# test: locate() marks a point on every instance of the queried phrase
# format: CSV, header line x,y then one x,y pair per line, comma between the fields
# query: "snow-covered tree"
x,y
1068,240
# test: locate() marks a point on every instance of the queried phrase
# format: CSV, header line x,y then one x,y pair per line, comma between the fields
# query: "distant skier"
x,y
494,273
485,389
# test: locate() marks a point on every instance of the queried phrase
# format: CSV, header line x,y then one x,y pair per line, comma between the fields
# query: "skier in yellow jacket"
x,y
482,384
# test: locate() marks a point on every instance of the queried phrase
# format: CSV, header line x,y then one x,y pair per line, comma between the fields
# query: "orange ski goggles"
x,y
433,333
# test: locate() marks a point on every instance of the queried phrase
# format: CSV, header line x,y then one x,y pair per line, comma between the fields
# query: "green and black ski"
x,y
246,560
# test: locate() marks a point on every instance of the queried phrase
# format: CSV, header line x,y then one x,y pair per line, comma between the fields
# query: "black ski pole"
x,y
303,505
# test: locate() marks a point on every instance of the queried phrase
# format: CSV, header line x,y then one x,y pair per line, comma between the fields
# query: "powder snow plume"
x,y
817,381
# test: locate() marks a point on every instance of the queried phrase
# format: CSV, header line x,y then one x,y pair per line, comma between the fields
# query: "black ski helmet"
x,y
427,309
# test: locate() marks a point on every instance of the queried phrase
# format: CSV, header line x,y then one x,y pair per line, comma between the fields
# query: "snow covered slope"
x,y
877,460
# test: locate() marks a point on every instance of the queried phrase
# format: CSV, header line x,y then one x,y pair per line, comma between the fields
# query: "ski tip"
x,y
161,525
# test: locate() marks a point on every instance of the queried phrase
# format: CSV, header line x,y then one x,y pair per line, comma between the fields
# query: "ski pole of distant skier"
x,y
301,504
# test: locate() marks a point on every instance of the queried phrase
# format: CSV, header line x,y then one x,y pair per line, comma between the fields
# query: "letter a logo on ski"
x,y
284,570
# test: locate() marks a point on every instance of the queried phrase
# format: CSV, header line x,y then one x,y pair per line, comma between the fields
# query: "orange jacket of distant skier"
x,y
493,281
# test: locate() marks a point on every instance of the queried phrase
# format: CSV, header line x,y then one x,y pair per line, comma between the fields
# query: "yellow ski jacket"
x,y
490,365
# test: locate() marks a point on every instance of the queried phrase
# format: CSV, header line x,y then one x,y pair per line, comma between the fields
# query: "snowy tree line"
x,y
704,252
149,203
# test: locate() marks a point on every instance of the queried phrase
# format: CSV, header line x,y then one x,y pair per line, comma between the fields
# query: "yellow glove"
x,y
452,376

The task>
Retype the material above from start to finish without any changes.

Expected answer>
# test: locate() marks a point on every instance of the queried phrase
# format: CSV, header line x,y then one x,y pair per line, comma between the fields
# query: "snow-covered tree"
x,y
1068,240
# test: locate() marks a point on every instance of the queried phrase
# format: CSV, header line x,y then one x,y pair per line, comma between the fields
# query: "distant skier"
x,y
494,273
485,389
# test: locate() marks a point on every instance of the queried phrase
# format: CSV, header line x,y then one x,y pair per line, comma between the fields
# query: "skier in yellow jacket"
x,y
482,384
# test: locate() marks a point on every instance of the queried phrase
# format: CSV, header line x,y then one x,y pair per line, comma between the fields
# query: "orange ski goggles"
x,y
433,333
# test: locate() marks a point on every instance of the queried phrase
# format: CSV, header line x,y then one x,y pair per line, comma between the fields
# query: "green and black ski"
x,y
246,560
# test: locate() marks a point on every instance of the queried phrase
# format: CSV, header line x,y then one x,y pair per line, comma between the fields
# query: "black ski pole"
x,y
303,505
# test: locate() marks a point on every instance of the queried phrase
# format: CSV, header line x,y then one x,y pair per line, comma between the fields
# query: "powder snow plume"
x,y
817,381
# test: locate() marks a point on every instance of the queried phrase
# format: CSV, header line x,y then one x,y pair per line, comma between the fields
# query: "black ski helmet"
x,y
427,309
# test: locate() marks a point on every instance of the queried phrase
# format: CSV, header line x,y then one x,y pair per line, comma between the fields
# query: "snow covered slope"
x,y
877,460
# test: locate() marks a point on every instance of the queried phrase
# format: CSV, header line x,y then one x,y pair per line, comma between the fields
# query: "ski tip"
x,y
161,525
# test: locate() marks a point on every instance of the queried phrase
# format: CSV, header line x,y then one x,y pair per line, comma between the fields
# query: "ski pole of distant skier"
x,y
301,504
# test: locate() marks a point on every instance of the queried phrase
# format: CSV, header line x,y then one x,y pair per line, comma between the fields
# query: "letter a logo on ski"
x,y
284,570
# test: locate() marks a point on every instance of the queried phrase
# format: CSV, header line x,y then one x,y pair per line, comma between the fields
# query: "orange jacket of distant skier"
x,y
493,281
# test: locate() marks a point on every instance of the queried phrase
# format: CSV, header line x,y then one x,y pair per line, comma between the fields
# query: "yellow ski jacket"
x,y
490,365
# test: locate() marks a point on every instance of the queried phrase
# format: CSV, header line x,y then one x,y pair per line, comma between the fields
# query: "snowy tree line"
x,y
704,252
149,203
# test: locate() marks a point on every instance of the queried phrase
# format: CSV, header line x,y then one x,y pair per line, comma between the fields
# query: "yellow glove"
x,y
452,376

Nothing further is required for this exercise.